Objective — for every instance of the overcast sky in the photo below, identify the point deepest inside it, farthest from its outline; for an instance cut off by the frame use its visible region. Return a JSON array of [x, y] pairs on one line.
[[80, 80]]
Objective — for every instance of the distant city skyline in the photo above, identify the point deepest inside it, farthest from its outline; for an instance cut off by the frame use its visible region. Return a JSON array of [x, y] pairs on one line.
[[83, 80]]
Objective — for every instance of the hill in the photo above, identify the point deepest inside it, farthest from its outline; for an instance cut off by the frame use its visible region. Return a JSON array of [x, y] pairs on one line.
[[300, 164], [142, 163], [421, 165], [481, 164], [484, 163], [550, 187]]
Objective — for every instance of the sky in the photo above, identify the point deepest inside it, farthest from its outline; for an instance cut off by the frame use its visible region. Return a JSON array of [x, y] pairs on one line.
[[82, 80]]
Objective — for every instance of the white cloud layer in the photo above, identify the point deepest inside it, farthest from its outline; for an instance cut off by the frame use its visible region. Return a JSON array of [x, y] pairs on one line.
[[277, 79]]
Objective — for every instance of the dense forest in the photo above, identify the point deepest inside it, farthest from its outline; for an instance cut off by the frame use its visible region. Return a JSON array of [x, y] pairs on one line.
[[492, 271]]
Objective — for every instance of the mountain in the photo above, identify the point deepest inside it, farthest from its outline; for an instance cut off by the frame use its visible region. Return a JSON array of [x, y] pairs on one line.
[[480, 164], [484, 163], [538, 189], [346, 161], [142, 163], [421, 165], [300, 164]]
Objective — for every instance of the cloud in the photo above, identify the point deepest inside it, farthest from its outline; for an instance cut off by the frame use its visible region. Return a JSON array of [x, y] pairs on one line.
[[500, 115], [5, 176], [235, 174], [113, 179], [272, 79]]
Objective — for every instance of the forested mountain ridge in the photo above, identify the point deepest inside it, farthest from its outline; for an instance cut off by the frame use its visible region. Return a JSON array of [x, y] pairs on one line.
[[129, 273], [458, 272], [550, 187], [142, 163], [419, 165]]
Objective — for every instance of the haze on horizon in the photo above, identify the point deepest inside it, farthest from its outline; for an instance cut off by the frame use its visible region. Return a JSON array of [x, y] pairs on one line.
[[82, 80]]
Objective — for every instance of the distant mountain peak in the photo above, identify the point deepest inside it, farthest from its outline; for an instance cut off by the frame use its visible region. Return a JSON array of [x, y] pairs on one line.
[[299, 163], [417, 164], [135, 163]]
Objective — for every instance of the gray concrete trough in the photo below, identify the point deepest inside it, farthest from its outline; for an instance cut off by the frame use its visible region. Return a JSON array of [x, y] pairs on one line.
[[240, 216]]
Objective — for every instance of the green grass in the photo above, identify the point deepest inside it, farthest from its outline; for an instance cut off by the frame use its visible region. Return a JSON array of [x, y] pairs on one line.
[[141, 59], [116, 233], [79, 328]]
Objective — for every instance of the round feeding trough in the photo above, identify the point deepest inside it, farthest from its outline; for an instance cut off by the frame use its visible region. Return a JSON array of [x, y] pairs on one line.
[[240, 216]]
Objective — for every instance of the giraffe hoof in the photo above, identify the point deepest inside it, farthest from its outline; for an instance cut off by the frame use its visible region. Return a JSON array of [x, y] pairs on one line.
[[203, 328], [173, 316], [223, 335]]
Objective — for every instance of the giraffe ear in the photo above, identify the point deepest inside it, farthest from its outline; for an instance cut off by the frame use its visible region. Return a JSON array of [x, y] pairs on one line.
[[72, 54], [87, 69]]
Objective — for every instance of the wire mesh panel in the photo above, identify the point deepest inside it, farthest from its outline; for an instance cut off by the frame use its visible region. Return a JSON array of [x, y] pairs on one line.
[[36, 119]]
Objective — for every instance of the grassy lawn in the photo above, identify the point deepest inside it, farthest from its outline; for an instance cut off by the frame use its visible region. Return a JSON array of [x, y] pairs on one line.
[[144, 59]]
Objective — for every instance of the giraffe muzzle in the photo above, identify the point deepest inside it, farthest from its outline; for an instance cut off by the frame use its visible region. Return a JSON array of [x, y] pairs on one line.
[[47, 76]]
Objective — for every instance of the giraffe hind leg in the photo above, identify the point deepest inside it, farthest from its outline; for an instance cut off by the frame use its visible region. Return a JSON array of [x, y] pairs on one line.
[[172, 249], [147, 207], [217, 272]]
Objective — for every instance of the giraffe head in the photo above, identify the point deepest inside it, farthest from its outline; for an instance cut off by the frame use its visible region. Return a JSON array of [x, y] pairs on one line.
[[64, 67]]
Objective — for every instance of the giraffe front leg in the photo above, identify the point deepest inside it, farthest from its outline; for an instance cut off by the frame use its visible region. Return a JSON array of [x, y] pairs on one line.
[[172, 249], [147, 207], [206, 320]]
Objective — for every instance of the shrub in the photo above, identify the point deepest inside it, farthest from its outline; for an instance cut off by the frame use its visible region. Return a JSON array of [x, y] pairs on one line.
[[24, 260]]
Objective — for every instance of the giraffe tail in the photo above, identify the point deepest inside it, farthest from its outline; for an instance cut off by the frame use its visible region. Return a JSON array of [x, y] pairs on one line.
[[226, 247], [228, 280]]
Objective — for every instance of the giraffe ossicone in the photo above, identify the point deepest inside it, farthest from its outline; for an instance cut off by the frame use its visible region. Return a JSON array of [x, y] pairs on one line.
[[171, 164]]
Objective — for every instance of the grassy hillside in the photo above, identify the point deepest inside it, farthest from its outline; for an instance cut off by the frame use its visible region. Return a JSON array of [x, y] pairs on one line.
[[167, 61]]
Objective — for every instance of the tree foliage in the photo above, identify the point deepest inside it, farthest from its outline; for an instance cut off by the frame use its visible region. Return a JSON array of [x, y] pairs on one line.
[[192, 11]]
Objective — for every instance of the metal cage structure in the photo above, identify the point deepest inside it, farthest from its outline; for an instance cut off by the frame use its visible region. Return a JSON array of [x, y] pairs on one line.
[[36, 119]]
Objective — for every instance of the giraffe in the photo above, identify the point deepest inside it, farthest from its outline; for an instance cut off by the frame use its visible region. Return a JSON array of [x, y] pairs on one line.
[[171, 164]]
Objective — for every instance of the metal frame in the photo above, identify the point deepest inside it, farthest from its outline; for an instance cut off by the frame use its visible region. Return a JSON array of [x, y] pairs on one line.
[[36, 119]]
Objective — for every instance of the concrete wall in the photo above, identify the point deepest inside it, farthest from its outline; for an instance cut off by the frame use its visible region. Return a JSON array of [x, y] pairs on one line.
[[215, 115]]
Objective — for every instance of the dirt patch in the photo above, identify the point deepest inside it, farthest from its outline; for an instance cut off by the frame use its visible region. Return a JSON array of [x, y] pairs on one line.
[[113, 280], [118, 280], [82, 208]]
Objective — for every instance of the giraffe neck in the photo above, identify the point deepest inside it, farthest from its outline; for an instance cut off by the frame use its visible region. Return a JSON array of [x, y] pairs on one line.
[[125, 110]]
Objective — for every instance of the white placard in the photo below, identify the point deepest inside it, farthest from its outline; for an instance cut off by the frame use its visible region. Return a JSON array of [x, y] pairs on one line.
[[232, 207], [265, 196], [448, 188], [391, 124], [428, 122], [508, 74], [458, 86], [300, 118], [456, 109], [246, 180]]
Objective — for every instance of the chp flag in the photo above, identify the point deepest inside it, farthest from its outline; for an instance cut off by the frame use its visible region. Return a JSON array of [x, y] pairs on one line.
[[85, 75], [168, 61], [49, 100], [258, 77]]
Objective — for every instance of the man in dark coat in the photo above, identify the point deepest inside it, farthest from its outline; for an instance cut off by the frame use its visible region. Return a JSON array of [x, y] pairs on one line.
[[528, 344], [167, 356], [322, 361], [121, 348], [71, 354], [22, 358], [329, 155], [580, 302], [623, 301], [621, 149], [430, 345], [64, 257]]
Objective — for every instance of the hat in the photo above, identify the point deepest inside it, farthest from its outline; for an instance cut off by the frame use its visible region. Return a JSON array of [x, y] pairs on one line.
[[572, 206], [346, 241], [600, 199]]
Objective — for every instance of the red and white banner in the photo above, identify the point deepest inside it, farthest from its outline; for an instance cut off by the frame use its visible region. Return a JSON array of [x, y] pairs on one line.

========

What you should do =
Recast the stretch of the records from the start through the line containing "[[277, 79]]" as a Markdown table with the columns Row and Line. Give each line a row number and leave out blank lines.

Answer for the task =
| Row | Line |
|---|---|
| 1 | Objective — for every instance of the overcast sky in the photo below, identify the point deepest inside it, farthest from its outline; for an instance cut off by the frame use its visible region. Return a JSON array of [x, y] pairs on one line. |
| 2 | [[80, 80]] |
| 3 | Objective — for every instance of the distant city skyline in the photo above, identify the point deepest inside it, farthest from its outline; for an instance cut off by the frame use its visible region. Return a JSON array of [x, y] pairs on one line. |
| 4 | [[83, 80]] |
| 5 | Objective — for every instance of the hill in the photo above, identify the point deepest inside it, farthest from its outline; for an instance cut off by the frame use its visible region. Return a JSON array of [x, y] pairs on one line. |
| 6 | [[300, 164], [142, 163], [421, 165], [481, 164], [484, 163], [550, 187]] |
| 7 | Objective — for every instance of the sky in the photo above, identify the point deepest inside it, farthest from its outline; for an instance cut off by the frame use its visible region. Return a JSON array of [x, y] pairs on one line. |
| 8 | [[82, 80]] |
| 9 | Objective — for every instance of the white cloud layer in the photo above, identify the point deepest inside it, farthest from its outline; for an instance cut off by the frame use its visible region. Return a JSON array of [x, y] pairs on one line. |
| 10 | [[277, 79]] |